PROBLEM TO WORK ON: Which lines in the records below contain the word "face" with matching case? Pick out each of them and copy it.

STORED RECORDS:
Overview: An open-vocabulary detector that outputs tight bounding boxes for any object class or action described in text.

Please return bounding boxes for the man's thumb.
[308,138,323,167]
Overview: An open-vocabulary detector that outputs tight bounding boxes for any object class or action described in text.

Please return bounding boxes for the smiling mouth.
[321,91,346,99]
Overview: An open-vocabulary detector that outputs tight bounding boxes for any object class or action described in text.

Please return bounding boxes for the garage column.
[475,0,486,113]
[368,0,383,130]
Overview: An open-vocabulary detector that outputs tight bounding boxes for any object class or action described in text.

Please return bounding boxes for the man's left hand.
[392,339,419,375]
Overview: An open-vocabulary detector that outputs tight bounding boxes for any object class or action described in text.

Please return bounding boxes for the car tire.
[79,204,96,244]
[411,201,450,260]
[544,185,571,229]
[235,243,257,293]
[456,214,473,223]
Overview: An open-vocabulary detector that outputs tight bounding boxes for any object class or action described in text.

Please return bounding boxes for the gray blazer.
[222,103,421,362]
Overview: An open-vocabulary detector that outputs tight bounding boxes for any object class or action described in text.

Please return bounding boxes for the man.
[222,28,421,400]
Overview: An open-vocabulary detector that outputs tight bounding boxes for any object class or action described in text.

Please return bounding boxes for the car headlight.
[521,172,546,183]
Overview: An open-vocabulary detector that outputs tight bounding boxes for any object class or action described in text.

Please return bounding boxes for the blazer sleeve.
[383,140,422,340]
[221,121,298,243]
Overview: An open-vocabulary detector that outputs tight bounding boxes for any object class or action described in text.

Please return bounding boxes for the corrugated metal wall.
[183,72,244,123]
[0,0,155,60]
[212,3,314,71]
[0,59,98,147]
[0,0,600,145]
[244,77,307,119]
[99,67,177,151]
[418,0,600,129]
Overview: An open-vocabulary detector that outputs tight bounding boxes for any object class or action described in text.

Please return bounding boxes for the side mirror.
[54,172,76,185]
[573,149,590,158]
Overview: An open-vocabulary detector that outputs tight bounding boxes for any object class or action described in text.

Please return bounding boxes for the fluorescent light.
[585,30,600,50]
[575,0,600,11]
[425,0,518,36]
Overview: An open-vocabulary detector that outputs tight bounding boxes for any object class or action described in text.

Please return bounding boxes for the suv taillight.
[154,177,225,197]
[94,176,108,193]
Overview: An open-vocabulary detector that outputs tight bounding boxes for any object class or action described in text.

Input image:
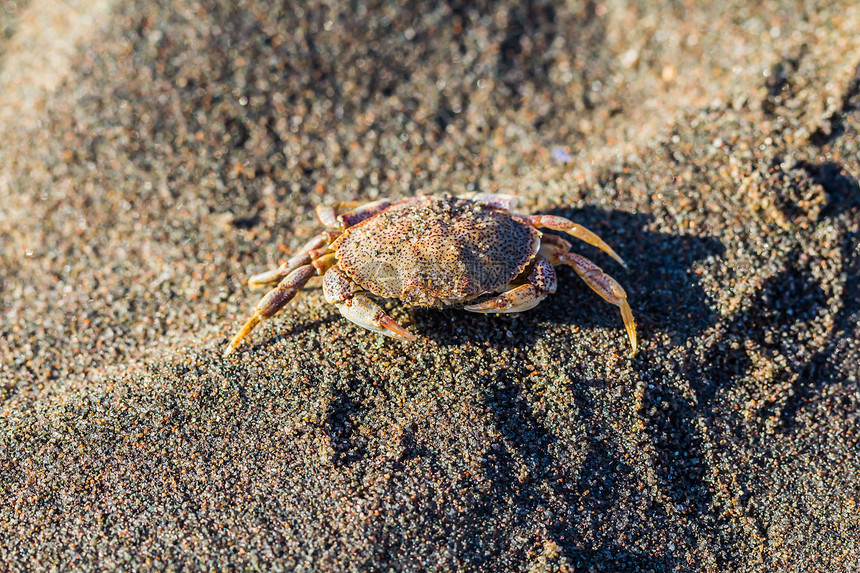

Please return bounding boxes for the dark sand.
[0,0,860,572]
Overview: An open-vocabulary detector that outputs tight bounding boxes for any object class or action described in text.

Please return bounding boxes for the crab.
[225,193,637,355]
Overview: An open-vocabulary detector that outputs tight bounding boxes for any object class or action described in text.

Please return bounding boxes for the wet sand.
[0,0,860,572]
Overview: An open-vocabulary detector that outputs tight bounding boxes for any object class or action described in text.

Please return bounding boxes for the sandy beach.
[0,0,860,573]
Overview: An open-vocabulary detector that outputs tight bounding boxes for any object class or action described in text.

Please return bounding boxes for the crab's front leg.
[464,255,556,313]
[224,253,335,356]
[248,231,340,289]
[323,266,415,340]
[515,215,627,269]
[316,199,392,229]
[540,241,637,354]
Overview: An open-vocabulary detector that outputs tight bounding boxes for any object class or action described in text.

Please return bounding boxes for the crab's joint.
[463,255,556,313]
[323,266,415,340]
[224,265,317,356]
[524,215,627,270]
[559,253,638,355]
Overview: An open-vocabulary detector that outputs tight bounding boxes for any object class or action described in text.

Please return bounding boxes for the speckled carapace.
[225,194,636,354]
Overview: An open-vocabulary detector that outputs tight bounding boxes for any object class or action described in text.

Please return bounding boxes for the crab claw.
[560,253,638,356]
[335,294,415,340]
[323,266,415,340]
[463,256,556,313]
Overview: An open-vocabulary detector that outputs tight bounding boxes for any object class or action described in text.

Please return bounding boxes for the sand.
[0,0,860,572]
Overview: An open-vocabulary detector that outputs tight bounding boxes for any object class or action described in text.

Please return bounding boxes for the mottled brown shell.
[331,195,541,306]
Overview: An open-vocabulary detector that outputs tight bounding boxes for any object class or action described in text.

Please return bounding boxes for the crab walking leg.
[248,233,329,289]
[323,266,415,340]
[558,253,637,354]
[464,256,556,313]
[316,199,391,229]
[518,215,627,269]
[224,253,335,356]
[464,193,519,212]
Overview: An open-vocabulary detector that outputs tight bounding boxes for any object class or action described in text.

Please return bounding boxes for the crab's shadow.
[411,207,725,347]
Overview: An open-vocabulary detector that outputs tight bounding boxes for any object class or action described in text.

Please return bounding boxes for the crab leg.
[557,253,637,354]
[323,266,415,340]
[248,233,330,289]
[517,215,627,269]
[224,254,335,356]
[316,199,391,229]
[464,255,556,313]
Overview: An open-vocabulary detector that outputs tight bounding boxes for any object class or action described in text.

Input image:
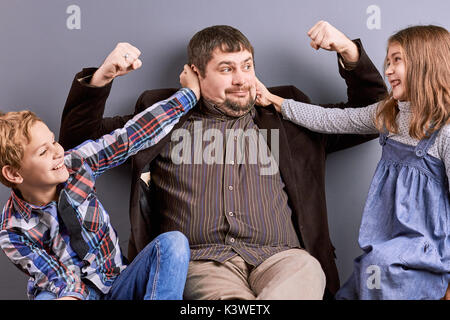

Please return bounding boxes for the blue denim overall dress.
[336,130,450,300]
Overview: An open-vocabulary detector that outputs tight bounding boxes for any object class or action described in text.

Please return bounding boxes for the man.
[60,21,386,299]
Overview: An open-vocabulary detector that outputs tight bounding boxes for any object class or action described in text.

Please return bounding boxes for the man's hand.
[441,283,450,300]
[308,21,359,62]
[180,64,200,100]
[90,42,142,87]
[256,78,284,112]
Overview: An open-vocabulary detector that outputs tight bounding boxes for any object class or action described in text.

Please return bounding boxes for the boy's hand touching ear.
[180,64,200,100]
[90,42,142,87]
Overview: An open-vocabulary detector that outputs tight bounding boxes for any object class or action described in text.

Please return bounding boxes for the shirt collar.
[199,99,256,120]
[11,186,60,222]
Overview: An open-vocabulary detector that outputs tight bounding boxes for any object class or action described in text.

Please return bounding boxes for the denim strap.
[414,129,441,158]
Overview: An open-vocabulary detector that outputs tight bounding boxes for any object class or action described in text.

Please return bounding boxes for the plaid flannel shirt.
[0,88,197,299]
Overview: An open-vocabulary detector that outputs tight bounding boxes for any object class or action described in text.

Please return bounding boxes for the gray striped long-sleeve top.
[281,99,450,188]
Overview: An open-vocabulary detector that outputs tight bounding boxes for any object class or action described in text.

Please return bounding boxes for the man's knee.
[305,254,326,290]
[155,231,190,263]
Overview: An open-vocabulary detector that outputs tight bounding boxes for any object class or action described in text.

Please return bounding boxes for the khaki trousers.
[184,249,325,300]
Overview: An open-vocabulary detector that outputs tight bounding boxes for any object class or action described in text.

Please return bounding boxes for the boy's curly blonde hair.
[0,110,42,188]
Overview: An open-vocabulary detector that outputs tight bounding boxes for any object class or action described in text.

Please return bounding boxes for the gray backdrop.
[0,0,450,299]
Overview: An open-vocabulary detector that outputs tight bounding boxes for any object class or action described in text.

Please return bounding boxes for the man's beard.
[216,89,256,118]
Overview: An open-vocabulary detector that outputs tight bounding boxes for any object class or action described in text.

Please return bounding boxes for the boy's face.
[17,121,69,191]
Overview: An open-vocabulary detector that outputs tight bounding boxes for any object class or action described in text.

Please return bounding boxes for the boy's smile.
[17,121,69,204]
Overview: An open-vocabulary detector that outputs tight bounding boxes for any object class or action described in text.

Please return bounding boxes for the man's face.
[18,121,69,192]
[199,48,256,117]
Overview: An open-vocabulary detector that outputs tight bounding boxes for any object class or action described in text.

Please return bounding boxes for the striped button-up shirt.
[151,102,300,266]
[0,88,197,299]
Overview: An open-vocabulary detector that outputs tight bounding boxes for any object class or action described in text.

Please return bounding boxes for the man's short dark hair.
[188,25,254,77]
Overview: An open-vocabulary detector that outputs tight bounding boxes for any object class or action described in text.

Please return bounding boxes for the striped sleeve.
[281,99,378,134]
[0,229,88,300]
[72,88,197,178]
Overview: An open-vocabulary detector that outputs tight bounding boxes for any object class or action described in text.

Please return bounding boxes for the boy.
[0,43,200,300]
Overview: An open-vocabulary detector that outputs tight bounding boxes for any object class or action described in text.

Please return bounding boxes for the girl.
[257,26,450,299]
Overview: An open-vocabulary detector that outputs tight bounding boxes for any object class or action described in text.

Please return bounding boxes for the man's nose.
[233,70,245,86]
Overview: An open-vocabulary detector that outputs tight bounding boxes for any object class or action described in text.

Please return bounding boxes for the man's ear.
[191,64,203,78]
[2,165,23,184]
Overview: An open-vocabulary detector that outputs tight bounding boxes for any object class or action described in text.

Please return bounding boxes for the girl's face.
[385,42,407,101]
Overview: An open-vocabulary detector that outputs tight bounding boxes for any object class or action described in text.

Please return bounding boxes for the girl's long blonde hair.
[375,25,450,140]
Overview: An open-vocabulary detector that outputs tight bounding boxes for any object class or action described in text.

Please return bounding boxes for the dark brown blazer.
[60,40,387,294]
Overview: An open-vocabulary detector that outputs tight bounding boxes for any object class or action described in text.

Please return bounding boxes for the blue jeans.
[35,231,190,300]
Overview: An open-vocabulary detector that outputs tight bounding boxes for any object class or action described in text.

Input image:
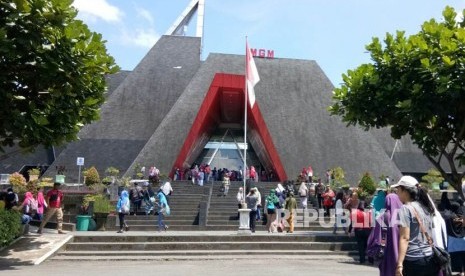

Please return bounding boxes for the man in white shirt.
[160,181,173,205]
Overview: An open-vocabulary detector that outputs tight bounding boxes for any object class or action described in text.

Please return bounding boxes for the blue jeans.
[21,214,32,224]
[158,208,166,231]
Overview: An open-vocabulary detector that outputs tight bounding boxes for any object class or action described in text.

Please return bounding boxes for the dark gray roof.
[105,70,131,98]
[126,54,400,183]
[44,36,200,181]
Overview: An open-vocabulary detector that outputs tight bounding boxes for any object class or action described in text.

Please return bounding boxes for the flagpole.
[242,36,249,196]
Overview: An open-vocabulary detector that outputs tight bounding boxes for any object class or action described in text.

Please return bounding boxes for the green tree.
[331,167,348,189]
[0,0,118,150]
[358,172,376,195]
[329,7,465,197]
[84,167,100,186]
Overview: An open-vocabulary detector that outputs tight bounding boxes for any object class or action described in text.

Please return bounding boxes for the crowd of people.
[116,181,173,233]
[0,183,65,234]
[236,175,465,276]
[173,164,276,186]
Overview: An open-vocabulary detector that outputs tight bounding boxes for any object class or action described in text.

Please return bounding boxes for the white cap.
[391,175,418,188]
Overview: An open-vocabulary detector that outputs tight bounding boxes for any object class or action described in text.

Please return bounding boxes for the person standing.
[352,201,371,264]
[35,188,47,221]
[129,182,143,216]
[157,191,170,232]
[116,190,131,233]
[198,169,205,186]
[245,189,258,233]
[333,192,347,234]
[265,189,279,233]
[222,173,231,196]
[5,187,19,210]
[12,192,37,233]
[391,176,440,276]
[322,185,335,216]
[307,166,313,183]
[368,194,402,276]
[315,179,325,209]
[254,187,262,221]
[284,192,297,233]
[37,182,65,234]
[299,182,308,209]
[160,181,173,204]
[236,187,245,219]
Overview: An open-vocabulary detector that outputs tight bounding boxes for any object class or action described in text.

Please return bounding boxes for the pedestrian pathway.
[0,226,72,270]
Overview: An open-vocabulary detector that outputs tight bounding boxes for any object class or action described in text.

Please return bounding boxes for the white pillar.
[237,209,252,234]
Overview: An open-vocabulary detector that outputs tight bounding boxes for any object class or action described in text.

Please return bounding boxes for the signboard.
[76,157,84,166]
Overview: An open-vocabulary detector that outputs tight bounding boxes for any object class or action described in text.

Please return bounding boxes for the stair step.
[58,250,358,256]
[66,241,356,251]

SOLUTION TO THIS PROBLEM:
Please return bounding boxes for the boy's face.
Please return bounding boxes for the man's face.
Please return bounding boxes for the girl's face.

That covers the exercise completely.